WHAT THE TASK REQUIRES: Write out each entry, exactly the way it appears.

Entries from a dataset:

+---+

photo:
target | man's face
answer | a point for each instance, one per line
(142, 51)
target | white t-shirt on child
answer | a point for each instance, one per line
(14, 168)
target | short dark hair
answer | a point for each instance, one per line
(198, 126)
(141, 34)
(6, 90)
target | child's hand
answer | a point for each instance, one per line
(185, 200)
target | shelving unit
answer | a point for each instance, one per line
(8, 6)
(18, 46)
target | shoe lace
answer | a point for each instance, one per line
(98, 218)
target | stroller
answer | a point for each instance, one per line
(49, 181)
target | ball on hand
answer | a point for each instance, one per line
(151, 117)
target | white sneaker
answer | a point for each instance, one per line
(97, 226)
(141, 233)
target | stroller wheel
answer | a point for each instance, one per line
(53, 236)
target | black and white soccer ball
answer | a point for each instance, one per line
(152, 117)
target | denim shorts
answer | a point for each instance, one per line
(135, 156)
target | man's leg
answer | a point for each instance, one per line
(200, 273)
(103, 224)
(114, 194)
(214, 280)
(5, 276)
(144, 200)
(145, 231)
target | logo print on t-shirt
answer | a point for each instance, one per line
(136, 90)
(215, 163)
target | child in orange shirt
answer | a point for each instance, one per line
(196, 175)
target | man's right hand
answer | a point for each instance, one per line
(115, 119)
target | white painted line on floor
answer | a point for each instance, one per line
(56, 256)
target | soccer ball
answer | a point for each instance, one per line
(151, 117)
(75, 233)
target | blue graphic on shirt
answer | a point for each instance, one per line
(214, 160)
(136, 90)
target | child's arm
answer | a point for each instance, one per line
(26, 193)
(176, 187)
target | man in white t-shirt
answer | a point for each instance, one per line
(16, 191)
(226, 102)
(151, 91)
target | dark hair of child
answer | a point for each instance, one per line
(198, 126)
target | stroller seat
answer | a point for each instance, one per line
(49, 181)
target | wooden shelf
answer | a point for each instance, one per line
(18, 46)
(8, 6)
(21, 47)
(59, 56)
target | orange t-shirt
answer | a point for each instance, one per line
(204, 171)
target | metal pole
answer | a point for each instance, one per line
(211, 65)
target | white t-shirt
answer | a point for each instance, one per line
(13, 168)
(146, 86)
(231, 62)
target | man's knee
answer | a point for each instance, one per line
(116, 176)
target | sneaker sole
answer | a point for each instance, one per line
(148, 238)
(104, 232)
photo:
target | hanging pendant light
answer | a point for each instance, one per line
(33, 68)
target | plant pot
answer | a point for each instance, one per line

+---+

IN RESPONSE:
photo:
target | man's face
answer | a point for each instance, one per line
(142, 51)
target | white t-shirt on child
answer | a point for each instance, one per line
(14, 168)
target | short dark hair
answer | a point for each instance, one per line
(198, 126)
(141, 34)
(6, 90)
target | child's hand
answer | a point for each instance, one per line
(185, 200)
target | shelving unit
answer | a point for each instance, one per line
(8, 6)
(18, 46)
target | shoe lace
answer | a point for each instance, one per line
(98, 218)
target | stroller
answer | a point for each instance, one per line
(49, 181)
target | ball on hand
answer | a point for each instance, one per line
(151, 117)
target | white sneaker
answer | a point for each instance, one per line
(97, 226)
(141, 233)
target | stroller wheel
answer | a point for each instance, one per line
(53, 236)
target | black and white soccer ball
answer | a point for each instance, one per line
(152, 117)
target | denim shorts
answer | a point for each instance, one per line
(135, 156)
target | man's leg
answer | a point for each instance, one per line
(200, 273)
(103, 224)
(114, 194)
(214, 280)
(5, 276)
(144, 200)
(145, 231)
target | logo print on t-shirt
answer | a point for each instance, one per line
(136, 90)
(215, 163)
target | child in orange shirt
answer | a point for each instance, one per line
(196, 175)
target | man's right hand
answer | a point for each instance, one per line
(115, 119)
target | white painted line on floor
answer | a point for each instance, one per line
(56, 256)
target | soccer ball
answer | a point for each instance, one per line
(151, 117)
(75, 233)
target | blue graphic on shirt
answer | a point for each instance, one per line
(214, 160)
(136, 90)
target | child's arm
answer | a point for each instance, one per line
(26, 193)
(176, 187)
target | man in white t-shirt
answer | a point for each instance, one per line
(16, 191)
(226, 102)
(151, 91)
target | dark hair of child
answer | a point for each instance, one per line
(198, 126)
target | stroller seat
answer | a point for each instance, one per line
(49, 181)
target | wooden shelf
answer | a point for each instance, one per line
(18, 46)
(8, 6)
(21, 47)
(59, 56)
target | orange t-shirt
answer | a point for each instance, one per line
(204, 171)
target | metal pole
answer | a point for each instance, one per line
(211, 65)
target | white t-shirt
answer | a point for each instance, one per line
(13, 168)
(146, 86)
(231, 62)
target | man's knee
answer | a point for each instance, one per line
(116, 176)
target | sneaker sole
answer | a point for each instance, one per line
(148, 238)
(104, 232)
photo:
target | hanging pendant light
answer | a point for each instance, one per line
(33, 68)
target | plant pot
answer | a point for each instance, one per line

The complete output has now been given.